TRECHO DO DOCUMENTO.
'''

A história de Santa Maria Goretti mostra como, na primeira metade do século xx, as pessoas eram coerentes e sérias na sua fé. Trata-se de uma menina de apenas 11 anos que preferiu morrer a pecar, e que converteu o seu assassino; este tornou-se religioso, foi perdoado pela mãe da vítima e recebeu a sagrada comunhão ao lado dela. Tudo isto traduz uma coerência na fé e na piedade muito rara nos nossos dias.

No dia 24 de Junho de 1950, o Papa Pio XII deparou com um problema singular: tinha planeado celebrar a canonização de Maria Goretti na Basílica de São Pedro, mas o número de pessoas que afluíram à cerimónia ultrapassava a capacidade do templo: eram cerca de 500.000, a maior concentração na história de Roma até então. O resultado foi celebrá-la, pela primeira vez numa canonização, do lado de fora.

O que levou tanta gente a querer assistir a esta canonização? Possivelmente, foram os pormenores da vida e da morte de Maria Goretti que maravilharam Itália e todo o mundo católico.

Terceira dos seis filhos de uma família empobrecida, Maria Goretti nasceu em Corinaldo (Itália), no ano de 1890.

Em 1899, seu pai, Luís Goretti, mudou-se com a família para Le Ferriere di Conca, a fim de trabalhar como meeiro em troca de trabalho agrícola. Os Goretti passaram a compartilhar com os Serenelli — um viúvo de nome Giovanni e seu filho Alessandro — um prédio abandonado da propriedade, ocupando estes últimos o andar superior enquanto os Goretti ficavam no andar de baixo.

Tanto uns como outros tiravam o seu sustento do árduo trabalho no campo, cuja terra era muito pobre, meio pantanosa, infectada de insectos e muito dura de trabalhar. Certo dia, no ano de 1900, Luís Goretti foi picado por um insecto portador do vírus da malária, vindo a falecer tragicamente 11 dias depois.

'''

Prossegue o texto sobre Santa Maria Goretti a partir da frase que relata a morte de Luís Goretti.

Dados de apontamento por expressão referencial
'''

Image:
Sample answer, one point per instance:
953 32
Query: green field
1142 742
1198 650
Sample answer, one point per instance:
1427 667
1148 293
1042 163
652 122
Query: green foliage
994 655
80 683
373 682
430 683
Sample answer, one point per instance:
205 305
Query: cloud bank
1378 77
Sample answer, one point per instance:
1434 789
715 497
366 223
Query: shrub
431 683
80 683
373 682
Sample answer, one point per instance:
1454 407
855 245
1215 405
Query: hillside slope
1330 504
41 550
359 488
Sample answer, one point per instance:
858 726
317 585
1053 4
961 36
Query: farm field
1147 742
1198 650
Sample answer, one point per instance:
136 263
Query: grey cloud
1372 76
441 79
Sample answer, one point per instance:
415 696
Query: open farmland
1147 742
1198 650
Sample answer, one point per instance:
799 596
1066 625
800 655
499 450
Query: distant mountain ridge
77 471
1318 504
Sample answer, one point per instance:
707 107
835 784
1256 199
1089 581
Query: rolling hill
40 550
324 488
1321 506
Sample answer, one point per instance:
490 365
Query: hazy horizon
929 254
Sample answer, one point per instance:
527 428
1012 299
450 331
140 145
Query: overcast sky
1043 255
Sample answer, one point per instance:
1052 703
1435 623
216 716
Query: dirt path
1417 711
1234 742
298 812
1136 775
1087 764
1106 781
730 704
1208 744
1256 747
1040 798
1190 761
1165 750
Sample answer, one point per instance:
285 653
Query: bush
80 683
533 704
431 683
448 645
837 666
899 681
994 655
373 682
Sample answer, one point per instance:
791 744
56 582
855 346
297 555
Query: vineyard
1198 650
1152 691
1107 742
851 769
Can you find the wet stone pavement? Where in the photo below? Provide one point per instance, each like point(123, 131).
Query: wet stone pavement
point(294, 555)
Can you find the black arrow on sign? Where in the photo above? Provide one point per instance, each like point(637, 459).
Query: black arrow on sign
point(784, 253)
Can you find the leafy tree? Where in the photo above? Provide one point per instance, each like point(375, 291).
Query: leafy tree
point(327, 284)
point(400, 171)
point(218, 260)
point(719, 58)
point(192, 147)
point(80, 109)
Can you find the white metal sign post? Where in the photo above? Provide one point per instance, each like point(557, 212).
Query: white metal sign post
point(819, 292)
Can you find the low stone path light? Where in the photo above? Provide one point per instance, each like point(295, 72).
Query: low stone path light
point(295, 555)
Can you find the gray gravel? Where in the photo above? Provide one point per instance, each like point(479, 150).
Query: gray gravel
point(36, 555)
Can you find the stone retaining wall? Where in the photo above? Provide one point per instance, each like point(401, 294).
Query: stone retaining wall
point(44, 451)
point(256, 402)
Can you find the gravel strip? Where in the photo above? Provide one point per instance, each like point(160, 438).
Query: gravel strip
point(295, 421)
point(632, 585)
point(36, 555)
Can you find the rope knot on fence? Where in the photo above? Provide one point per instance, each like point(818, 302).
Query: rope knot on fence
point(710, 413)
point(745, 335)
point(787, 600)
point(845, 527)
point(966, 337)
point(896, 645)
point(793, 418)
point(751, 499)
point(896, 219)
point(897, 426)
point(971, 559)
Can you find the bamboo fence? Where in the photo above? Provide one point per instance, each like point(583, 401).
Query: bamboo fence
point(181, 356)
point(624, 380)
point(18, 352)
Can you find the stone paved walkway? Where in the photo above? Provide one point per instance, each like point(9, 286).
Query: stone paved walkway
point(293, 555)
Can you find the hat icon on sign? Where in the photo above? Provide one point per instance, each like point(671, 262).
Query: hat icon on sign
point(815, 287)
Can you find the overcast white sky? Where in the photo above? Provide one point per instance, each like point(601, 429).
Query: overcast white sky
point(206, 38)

'''

RESPOSTA.
O facto de Maria, então com 9 anos, ser a mais velha dos irmãos levou sua mãe Assunta — que teve de substituir o marido no campo — a entregar-lhe todos os afazeres domésticos. Assim, ela passou a cozinhar, a fazer limpezas, a lavar roupa e a cuidar dos irmãos. Para além de cozinhar para os Serenelli e de cuidar da limpeza do andar dos vizinhos.

Apesar de todos os trabalhos e cuidados, e de não saber ler nem escrever, Maria era uma criança piedosa: ia à Missa sempre que podia, aprendeu o catecismo e recebeu a Primeira Comunhão com grande reverência na festa de Corpus Christi de 1901.

Sua mãe diria mais tarde a respeito da filha: “Não era vaidosa, não ambicionava vestidos novos. Procurava que os irmãos estivessem cobertos e compostos, e ela própria guardava grande modéstia. Aborrecia palavras e conversas contrárias à honestidade.”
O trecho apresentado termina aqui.